__Set exercise__. Can you turn the lines below into a Markdown table with the columns Row and Line, numbering each row and omitting any blank lines?
--- BEGIN Records provided ---
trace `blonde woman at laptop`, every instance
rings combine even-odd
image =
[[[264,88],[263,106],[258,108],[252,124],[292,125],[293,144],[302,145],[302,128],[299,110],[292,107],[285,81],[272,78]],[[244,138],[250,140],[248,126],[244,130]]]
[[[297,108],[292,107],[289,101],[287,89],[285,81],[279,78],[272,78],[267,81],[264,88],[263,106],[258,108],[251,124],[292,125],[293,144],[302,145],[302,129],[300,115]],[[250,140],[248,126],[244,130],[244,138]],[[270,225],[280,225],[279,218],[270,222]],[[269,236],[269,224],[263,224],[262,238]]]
--- END Records provided ---
__Reply to the task__.
| Row | Line |
|---|---|
| 1 | trace `blonde woman at laptop`, every instance |
| 2 | rings combine even-odd |
| 3 | image = |
| 4 | [[[264,88],[263,106],[258,108],[252,124],[292,125],[293,144],[302,145],[302,128],[299,110],[292,107],[285,81],[272,78]],[[244,138],[250,140],[248,126],[244,130]]] |
| 5 | [[[297,108],[292,107],[289,101],[287,89],[285,81],[279,78],[272,78],[267,81],[264,88],[263,106],[258,108],[251,124],[292,125],[293,144],[302,145],[302,129],[300,115]],[[250,140],[248,126],[244,130],[244,138]],[[270,225],[280,225],[279,218],[270,222]],[[269,236],[269,224],[263,224],[262,238]]] |